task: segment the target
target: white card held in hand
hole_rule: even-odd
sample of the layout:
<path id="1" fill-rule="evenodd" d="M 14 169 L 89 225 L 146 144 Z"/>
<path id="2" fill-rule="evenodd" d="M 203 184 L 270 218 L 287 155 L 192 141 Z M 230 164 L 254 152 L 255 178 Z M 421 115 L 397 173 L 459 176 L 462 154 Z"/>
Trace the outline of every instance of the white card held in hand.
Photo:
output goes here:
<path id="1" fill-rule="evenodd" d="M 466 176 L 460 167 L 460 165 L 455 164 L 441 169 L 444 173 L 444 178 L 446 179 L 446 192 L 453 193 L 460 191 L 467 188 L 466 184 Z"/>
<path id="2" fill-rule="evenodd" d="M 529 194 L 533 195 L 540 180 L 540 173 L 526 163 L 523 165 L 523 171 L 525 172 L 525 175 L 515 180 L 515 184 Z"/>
──────────
Can you transcribe every one of the records above line for line, without changing a single character?

Answer below —
task: segment the target
target: white card held in hand
hole_rule: even-odd
sample of the layout:
<path id="1" fill-rule="evenodd" d="M 14 169 L 89 225 L 146 144 Z"/>
<path id="2" fill-rule="evenodd" d="M 203 184 L 270 218 L 287 155 L 192 141 Z M 230 164 L 254 152 L 255 178 Z M 421 115 L 397 173 L 459 176 L 462 154 Z"/>
Trace the outline of every instance of the white card held in hand.
Photo:
output goes here:
<path id="1" fill-rule="evenodd" d="M 466 176 L 460 167 L 460 165 L 455 164 L 441 169 L 444 173 L 444 178 L 446 179 L 446 192 L 453 193 L 460 191 L 467 188 L 466 184 Z"/>
<path id="2" fill-rule="evenodd" d="M 529 194 L 533 195 L 540 180 L 540 173 L 526 163 L 523 165 L 523 171 L 525 172 L 525 175 L 515 180 L 515 184 Z"/>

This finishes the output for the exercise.